EXERCISE INSTRUCTIONS
Tally the lines of the entries in which the string "white" occurs, and say only how many.

LISTED RECORDS
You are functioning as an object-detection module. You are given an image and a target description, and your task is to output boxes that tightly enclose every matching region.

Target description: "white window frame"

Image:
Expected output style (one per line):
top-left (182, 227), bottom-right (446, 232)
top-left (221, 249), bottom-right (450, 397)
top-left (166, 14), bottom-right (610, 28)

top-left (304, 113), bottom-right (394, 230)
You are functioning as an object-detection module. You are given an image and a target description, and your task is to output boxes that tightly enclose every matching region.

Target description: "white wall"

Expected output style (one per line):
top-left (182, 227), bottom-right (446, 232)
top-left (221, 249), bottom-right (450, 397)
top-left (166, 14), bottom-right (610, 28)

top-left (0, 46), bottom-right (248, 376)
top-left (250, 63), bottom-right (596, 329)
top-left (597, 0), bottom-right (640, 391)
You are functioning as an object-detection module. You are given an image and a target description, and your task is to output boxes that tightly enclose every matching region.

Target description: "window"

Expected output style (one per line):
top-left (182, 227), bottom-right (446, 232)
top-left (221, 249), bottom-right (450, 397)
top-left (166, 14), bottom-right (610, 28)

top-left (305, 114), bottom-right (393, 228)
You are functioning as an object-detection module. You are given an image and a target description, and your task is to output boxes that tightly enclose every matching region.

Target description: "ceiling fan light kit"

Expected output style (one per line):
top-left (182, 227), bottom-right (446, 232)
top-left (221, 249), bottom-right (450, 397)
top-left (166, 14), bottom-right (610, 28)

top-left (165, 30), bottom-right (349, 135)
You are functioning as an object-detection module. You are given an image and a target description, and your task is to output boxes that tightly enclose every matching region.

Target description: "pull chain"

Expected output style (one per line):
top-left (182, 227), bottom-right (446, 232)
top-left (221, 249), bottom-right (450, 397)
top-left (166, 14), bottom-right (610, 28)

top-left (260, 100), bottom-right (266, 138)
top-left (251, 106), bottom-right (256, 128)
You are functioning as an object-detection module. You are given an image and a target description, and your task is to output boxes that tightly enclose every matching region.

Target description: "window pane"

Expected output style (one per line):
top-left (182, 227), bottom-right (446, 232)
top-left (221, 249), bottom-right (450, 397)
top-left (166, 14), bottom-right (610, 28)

ANSWER AREA
2